Texte fourni ::
+-------+

Texte: 

  • Clémentine Fitaire

Photos: 

  • Nicolas Schopfer

«La crise Covid nous a fait faire un bond de géant»

Limiter les contacts tout en assurant la continuité des soins, tel a été le défi relevé avec brio par l’équipe du Service de cybersanté et télémédecine. La Dre Sanae Mazouri, médecin adjointe, revient sur ce tournant historique. 

Pulsations La télémédecine a commencé à se développer bien avant la crise Covid…
Dre Sanae Mazouri En effet, dès fin 2017, nous travaillions déjà sur une première version de plateforme de téléconsultations assistées, financée par la Fondation privée des HUG et par la Direction générale de la santé du canton de Genève. Déployée auprès de l’imad et d’autres prestataires de soins à domicile, cette application permet aux patientes et patients de se faire accompagner par une infirmière ou un pharmacien lors de leur téléconsultation avec le médecin. Nous avancions alors à petits pas, en explorant le terrain pour mesurer les besoins de télémédecine à Genève, ville extrêmement bien dotée en services médicaux. 

Comment la pandémie a-t-elle accéléré les choses?
Dès mars 2020, nous avons pris la mesure de la situation et avons développé dans l’urgence une seconde version d’HUG@home pour la téléconsultation directe. Alors que les soins non urgents étaient déprogrammés, certains patients, notamment ceux concernés par des maladies chroniques, ont stoppé leur suivi. La mise en place des consultations virtuelles a permis d’assurer la continuité des soins, en particulier pour ces patients vulnérables, et d’éviter d’en arriver à des situations critiques.

+-------+

Données fournies ::
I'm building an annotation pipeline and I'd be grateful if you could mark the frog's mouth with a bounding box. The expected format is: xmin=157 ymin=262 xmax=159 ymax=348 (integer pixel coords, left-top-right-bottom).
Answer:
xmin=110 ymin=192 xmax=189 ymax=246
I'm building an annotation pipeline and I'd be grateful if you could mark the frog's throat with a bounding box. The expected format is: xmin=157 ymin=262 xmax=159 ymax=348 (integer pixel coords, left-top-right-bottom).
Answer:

+-------+

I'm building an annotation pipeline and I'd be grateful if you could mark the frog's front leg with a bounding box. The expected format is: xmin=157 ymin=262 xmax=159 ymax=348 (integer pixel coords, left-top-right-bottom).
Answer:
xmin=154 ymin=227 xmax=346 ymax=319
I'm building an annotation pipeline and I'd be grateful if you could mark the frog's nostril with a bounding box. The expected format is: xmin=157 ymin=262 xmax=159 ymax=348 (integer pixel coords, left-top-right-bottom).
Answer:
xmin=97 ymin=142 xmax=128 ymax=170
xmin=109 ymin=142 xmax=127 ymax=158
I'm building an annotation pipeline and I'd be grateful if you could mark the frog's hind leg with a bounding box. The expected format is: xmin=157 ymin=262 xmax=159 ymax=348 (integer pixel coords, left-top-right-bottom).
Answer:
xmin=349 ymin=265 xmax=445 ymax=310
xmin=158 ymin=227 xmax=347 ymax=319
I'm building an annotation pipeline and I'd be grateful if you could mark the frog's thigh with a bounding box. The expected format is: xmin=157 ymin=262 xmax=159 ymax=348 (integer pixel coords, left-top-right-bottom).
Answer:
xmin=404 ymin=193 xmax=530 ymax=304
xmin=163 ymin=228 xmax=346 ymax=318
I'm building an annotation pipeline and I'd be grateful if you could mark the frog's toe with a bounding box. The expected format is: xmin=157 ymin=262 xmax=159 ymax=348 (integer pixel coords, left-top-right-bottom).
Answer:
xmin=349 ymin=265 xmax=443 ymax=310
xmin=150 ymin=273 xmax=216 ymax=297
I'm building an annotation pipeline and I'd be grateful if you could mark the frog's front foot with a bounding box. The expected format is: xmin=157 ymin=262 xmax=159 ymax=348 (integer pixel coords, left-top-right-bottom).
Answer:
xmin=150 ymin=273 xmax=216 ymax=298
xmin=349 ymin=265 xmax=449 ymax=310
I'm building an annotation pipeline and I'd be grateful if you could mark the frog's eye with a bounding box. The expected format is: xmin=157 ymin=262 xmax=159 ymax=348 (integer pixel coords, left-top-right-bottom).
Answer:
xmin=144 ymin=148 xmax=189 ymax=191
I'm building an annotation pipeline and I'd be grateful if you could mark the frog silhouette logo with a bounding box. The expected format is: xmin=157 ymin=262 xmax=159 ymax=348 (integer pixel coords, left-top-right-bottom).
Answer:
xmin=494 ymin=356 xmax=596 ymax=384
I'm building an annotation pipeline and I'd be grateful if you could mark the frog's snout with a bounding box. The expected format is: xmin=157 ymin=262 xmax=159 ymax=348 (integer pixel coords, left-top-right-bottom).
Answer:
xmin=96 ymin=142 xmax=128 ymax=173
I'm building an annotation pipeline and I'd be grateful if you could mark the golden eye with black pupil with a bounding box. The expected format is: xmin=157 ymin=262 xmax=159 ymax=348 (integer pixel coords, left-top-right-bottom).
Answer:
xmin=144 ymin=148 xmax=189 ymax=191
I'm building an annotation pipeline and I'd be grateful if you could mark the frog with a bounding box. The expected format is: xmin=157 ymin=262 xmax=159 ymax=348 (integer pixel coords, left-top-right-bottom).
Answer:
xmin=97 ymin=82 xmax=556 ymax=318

+-------+

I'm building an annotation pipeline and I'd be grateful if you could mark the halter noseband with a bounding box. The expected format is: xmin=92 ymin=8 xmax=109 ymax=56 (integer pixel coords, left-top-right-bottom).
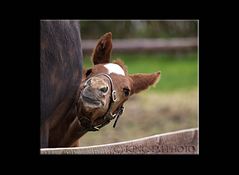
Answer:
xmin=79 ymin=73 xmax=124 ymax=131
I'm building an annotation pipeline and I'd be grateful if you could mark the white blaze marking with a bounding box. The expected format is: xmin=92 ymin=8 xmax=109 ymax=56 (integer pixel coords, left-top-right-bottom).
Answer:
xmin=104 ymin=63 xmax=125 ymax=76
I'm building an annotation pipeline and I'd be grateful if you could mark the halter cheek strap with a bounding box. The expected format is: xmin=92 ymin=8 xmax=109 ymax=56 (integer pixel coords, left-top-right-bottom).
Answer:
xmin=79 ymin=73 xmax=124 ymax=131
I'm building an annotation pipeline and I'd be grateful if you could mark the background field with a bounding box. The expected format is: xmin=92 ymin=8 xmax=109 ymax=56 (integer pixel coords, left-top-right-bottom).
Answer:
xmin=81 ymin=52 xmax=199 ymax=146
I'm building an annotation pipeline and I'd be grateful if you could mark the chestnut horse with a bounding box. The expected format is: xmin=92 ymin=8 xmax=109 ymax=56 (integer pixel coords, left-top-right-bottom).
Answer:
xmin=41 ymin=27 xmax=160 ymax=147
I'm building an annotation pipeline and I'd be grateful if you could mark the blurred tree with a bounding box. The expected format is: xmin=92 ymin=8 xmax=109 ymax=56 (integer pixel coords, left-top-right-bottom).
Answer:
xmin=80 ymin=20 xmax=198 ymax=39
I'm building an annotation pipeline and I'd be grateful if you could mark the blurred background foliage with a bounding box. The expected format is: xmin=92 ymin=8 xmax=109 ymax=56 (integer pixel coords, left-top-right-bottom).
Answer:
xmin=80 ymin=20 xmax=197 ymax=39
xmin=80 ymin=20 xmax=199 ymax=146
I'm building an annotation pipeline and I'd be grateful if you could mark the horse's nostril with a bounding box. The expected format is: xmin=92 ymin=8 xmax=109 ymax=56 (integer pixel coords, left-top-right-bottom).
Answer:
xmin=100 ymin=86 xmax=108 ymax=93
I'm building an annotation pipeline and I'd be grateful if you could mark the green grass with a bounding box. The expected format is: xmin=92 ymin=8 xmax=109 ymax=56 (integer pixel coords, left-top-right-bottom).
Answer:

+-------+

Consigne ::
Réécrivez le passage du texte sur la télémédecine, de « Pulsations La télémédecine » à « accéléré les choses? », en y remplaçant « infirmière » par « physiothérapeute ».

Corrigé ::
Pulsations La télémédecine a commencé à se développer bien avant la crise Covid…
Dre Sanae Mazouri En effet, dès fin 2017, nous travaillions déjà sur une première version de plateforme de téléconsultations assistées, financée par la Fondation privée des HUG et par la Direction générale de la santé du canton de Genève. Déployée auprès de l’imad et d’autres prestataires de soins à domicile, cette application permet aux patientes et patients de se faire accompagner par une physiothérapeute ou un pharmacien lors de leur téléconsultation avec le médecin. Nous avancions alors à petits pas, en explorant le terrain pour mesurer les besoins de télémédecine à Genève, ville extrêmement bien dotée en services médicaux. 

Comment la pandémie a-t-elle accéléré les choses?